TESTO FORNITO -
Se così non fosse, non si comprenderebbe la ragione per cui la componente socialdemocratica e liberale europea abbia potuto sostenere la candidatura di una deputata espressione di “posizioni” (anti-abortiste) contrastanti rispetto a quelle di cui all’Istituzione di riferimento, ove la tutela dei diritti delle donne ha costituito l’oggetto prevalente di numerose risoluzioni. Il gioco delle vili “spartizioni” all’interno dei centri potere, ancora una volta, l’ha fatta da padrone, e tutto lascia credere che per nulla diversa sarà la condizione italiana, schiava, oggi più che mai, dell’asservimento comandato ai condizionamenti provenienti da un “esterno” allargato ed esteso in vario modo da ponente a levante, dagli Stati Uniti alla Cina i quali, dal canto loro, lungi dal considerare il Vecchio Continente come “partner” commerciale strategico e centro autonomo portatore di interessi intermedi, lo hanno invece guardato, e continuano spudoratamente a guardarlo, solo e unicamente come potenziale terra di conquista.

Ma abbiamo ben poco, purtroppo, da piangerci addosso siccome quella declassante “considerazione” internazionale è il frutto di una cattiva gestione dell’interesse democratico dell’Unione Europea innanzitutto, e dei vari Paesi Membri di conseguenza. Ma se così è, come davvero pare essere, in che modo l’elezione di Roberta Metsola alla Presidenza del Parlamento Europeo può condizionare la scelta del prossimo Presidente della Repubblica italiana? E, in particolare, può davvero condizionarla?

DATI FORNITI -
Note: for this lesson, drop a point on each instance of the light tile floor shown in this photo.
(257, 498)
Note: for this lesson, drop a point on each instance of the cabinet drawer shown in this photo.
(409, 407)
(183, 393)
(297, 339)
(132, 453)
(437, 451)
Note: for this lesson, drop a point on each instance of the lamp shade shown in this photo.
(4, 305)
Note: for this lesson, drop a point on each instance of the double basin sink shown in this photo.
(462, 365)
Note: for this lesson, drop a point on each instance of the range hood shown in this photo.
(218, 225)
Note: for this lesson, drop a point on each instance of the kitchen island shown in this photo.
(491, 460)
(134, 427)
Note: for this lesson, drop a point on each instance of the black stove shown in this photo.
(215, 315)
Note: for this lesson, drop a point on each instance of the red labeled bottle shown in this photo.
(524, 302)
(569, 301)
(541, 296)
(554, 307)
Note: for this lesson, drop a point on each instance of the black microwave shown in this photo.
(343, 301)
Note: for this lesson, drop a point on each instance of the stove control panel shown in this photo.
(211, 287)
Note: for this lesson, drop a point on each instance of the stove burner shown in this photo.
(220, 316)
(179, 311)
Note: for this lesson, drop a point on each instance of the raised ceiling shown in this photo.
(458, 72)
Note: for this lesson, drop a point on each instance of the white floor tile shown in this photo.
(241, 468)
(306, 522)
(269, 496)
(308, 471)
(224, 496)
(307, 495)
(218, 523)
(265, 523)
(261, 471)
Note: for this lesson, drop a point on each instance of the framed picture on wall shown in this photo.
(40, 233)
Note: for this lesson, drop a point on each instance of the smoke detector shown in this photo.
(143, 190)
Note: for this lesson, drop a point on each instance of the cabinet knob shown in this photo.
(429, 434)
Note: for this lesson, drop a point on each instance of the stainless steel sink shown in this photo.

COSA FARE -
- A) Rispondi a queste domande basandoti sul testo fornito:
(i) Di che tipo erano le "posizioni" della deputata di cui si parla?
(ii) Quali due Paesi indica il testo come estremi dell'"esterno" da cui arrivano i condizionamenti?
(iii) Di che cosa è frutto, secondo il testo, la declassante "considerazione" internazionale?
- B) Elenca tutte le parole che nel testo fornito compaiono tra virgolette.
- C) Prosegui il testo sull'elezione di Roberta Metsola a partire dall'ultima frase riportata.

RISULTATI -
- A)
(i) Anti-abortiste.
(ii) Gli Stati Uniti e la Cina.
(iii) Di una cattiva gestione dell'interesse democratico dell'Unione Europea innanzitutto, e dei vari Paesi Membri di conseguenza.

- B) “posizioni”, “spartizioni”, “esterno”, “partner”, “considerazione”

- C)
Le risposte sono, come sempre, naturalmente conseguenti. Intanto, perché, al di là e oltre ogni spicciola considerazione di carattere “domestico”, è innegabile che quella presidenziale sia da sempre una elezione dal carattere fortemente “sistemico”, destinata ad incidere sulle sorti delle relazioni diplomatiche Romano-Parigine, Romano-Berlinesi e Romano-Vaticanensi sulla scia di una esegesi accentratrice del potere e dei poteri che, raramente, e più per scelta che per circostanza, finisce per riflettersi a vantaggio della componente romana.

Quindi perché proprio quella sistematicità appare garantita, malgrado gli inutili tentativi direttamente orientati a pilotarla in senso conformante, dalle dinamiche della segretezza del voto, dalla inesistenza di candidature spontanee, e dalla trasversalità ai partiti quali “giocatori” inconsapevoli di un “poker” truccato proprio da “Chi” (l’Istituzione Presidenziale in sé e per sé considerata) si sia fatto lecito, e si faccia lecito, di distribuire le carte.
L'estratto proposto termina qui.